• [Data extracts]:
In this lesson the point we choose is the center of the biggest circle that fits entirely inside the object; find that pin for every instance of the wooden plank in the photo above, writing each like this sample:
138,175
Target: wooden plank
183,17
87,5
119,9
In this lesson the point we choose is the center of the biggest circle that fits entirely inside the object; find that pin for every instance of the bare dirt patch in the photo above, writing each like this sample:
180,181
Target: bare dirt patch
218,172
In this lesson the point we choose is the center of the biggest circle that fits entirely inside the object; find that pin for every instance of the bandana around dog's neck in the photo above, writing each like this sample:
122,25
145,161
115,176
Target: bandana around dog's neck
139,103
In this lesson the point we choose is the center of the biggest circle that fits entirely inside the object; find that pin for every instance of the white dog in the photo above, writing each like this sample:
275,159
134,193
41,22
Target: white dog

• [The task]: Once you have counted the lines above that hold the word "entirely", report only that total.

• [Written answer]: 4